** Supplied passage **
===============
Burmester has consulted with law enforcement officers in Port Aransas and the surrounding areas, but no leads have sprung up yet.

He said he is working on showing the photo illustration of the girl to employees of schools in Port Aransas and surrounding area, and asking school employees if the girl resembles any students in old yearbooks. He also is trying to reach people who were teachers in this area in the late ‘70s and 1980 to see if they remember the girl.

Thirty years ago, shortly after news of the murder broke, a waitress from a Huntsville area restaurant told local police that she had spoken to the girl the day before the murder.

“Supposedly, (the girl) came into the restaurant, asking for directions to the Ellis Unit,” Burmester said, referring to the state prison near Huntsville. “She had a milkshake or something, and the waitress had a conversation with her, asked why she was going to the Ellis Unit. She was kind of young.

“She told the waitress she was going to see her boyfriend at Ellis,” Burmester said. “And, in the same conversation, it came up where she was from. She told the waitress she was from the Port Aransas area. And she told the waitress that she was 18, even though it was obvious she wasn’t.”
===============
** What is expected **
Copy out, word for word, the portion of the passage on Burmester's search that begins with the words "Burmester has consulted" and ends with "before the murder.".

** Information supplied **
===============
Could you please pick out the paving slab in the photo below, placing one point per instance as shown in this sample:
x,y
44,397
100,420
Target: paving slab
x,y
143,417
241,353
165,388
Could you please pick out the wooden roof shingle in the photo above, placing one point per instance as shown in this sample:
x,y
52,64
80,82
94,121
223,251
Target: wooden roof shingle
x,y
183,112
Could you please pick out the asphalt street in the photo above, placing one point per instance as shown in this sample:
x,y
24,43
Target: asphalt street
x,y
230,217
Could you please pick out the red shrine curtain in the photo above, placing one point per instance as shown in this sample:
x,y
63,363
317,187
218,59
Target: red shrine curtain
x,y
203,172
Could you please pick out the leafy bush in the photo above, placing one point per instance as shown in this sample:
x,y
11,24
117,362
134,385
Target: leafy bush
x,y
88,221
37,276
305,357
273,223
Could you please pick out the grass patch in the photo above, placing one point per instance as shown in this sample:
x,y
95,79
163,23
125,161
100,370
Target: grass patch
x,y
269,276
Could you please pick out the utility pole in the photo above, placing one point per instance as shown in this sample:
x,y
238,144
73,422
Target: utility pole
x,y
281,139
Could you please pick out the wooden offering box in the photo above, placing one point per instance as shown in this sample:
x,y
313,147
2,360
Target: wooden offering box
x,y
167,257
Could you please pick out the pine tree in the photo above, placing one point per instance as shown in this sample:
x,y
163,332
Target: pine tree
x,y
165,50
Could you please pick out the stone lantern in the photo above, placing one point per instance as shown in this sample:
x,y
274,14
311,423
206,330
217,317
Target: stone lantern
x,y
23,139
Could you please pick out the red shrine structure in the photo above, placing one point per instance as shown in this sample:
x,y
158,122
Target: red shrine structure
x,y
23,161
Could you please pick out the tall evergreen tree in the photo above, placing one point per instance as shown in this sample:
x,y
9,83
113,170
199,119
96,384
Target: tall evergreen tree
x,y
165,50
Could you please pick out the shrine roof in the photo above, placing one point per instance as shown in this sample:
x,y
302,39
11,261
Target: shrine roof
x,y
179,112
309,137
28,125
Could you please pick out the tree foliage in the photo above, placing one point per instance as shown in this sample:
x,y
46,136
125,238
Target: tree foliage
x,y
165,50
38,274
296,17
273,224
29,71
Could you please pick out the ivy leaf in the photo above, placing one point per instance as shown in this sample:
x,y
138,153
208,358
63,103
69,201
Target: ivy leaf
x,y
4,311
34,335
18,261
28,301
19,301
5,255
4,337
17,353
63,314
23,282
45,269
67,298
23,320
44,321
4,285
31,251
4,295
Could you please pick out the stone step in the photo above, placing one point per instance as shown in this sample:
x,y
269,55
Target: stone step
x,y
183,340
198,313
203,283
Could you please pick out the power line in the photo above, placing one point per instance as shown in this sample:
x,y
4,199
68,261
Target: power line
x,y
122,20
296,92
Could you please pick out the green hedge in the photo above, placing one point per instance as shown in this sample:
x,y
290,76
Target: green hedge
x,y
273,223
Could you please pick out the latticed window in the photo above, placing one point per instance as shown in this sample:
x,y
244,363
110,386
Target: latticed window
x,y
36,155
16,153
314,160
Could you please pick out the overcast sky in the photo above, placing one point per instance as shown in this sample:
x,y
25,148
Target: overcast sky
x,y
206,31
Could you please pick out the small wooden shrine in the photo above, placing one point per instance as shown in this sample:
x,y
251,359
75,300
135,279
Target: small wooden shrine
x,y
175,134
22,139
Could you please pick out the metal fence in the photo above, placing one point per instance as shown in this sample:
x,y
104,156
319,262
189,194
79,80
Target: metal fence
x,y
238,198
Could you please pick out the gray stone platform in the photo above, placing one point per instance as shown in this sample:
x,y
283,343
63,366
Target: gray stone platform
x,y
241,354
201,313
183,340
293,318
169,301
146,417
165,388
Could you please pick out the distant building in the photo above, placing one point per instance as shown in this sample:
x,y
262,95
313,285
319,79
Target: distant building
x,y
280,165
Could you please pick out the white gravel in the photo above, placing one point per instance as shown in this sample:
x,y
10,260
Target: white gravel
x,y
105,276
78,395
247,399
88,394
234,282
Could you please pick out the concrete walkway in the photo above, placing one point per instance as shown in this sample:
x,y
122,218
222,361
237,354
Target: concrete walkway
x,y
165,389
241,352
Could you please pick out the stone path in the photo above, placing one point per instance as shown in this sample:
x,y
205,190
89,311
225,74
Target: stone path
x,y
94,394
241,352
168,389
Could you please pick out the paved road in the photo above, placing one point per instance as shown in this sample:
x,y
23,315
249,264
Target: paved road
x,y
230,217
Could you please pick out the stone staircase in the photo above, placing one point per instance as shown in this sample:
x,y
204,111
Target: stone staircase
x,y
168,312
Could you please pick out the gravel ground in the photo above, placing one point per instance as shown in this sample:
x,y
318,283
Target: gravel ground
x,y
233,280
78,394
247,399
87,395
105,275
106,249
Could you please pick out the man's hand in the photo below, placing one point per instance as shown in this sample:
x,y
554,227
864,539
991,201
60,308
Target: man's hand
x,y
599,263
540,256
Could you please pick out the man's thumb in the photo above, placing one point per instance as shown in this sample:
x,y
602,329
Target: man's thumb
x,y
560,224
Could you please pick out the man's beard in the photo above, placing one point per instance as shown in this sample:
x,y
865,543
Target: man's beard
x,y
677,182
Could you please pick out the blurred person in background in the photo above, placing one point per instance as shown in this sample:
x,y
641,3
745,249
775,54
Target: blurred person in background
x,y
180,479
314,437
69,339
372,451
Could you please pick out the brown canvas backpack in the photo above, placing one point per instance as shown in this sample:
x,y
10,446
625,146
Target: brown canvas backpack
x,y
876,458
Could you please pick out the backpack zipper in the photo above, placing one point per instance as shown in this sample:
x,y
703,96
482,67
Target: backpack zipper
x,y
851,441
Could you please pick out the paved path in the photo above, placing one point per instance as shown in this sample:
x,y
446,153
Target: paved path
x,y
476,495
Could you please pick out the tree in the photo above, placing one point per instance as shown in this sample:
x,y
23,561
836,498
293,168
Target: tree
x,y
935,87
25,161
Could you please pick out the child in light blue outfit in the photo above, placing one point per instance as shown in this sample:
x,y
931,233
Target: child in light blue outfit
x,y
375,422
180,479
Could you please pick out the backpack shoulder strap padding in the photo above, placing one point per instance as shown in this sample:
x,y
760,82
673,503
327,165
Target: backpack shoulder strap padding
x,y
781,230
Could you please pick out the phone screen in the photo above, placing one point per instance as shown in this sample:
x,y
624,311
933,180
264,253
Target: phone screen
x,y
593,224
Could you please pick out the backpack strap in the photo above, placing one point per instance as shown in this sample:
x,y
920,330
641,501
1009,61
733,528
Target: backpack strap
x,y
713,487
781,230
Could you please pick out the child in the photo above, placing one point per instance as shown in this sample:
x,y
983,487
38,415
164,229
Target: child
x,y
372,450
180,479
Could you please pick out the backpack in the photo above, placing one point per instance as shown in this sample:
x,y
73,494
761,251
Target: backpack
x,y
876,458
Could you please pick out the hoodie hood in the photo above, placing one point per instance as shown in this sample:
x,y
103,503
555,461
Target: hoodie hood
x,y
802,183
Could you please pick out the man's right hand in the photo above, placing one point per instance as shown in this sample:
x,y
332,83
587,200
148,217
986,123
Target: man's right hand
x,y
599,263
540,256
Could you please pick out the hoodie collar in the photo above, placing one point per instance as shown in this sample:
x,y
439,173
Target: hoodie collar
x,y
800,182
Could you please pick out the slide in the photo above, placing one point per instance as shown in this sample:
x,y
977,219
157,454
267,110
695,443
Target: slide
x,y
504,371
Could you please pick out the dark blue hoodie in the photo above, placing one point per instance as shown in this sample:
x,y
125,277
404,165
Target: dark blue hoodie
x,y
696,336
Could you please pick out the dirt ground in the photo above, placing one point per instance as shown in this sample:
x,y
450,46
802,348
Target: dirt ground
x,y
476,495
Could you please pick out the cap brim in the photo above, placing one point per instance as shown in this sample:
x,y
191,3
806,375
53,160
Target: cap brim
===============
** Answer for this exercise **
Burmester has consulted with law enforcement officers in Port Aransas and the surrounding areas, but no leads have sprung up yet.

He said he is working on showing the photo illustration of the girl to employees of schools in Port Aransas and surrounding area, and asking school employees if the girl resembles any students in old yearbooks. He also is trying to reach people who were teachers in this area in the late ‘70s and 1980 to see if they remember the girl.

Thirty years ago, shortly after news of the murder broke, a waitress from a Huntsville area restaurant told local police that she had spoken to the girl the day before the murder.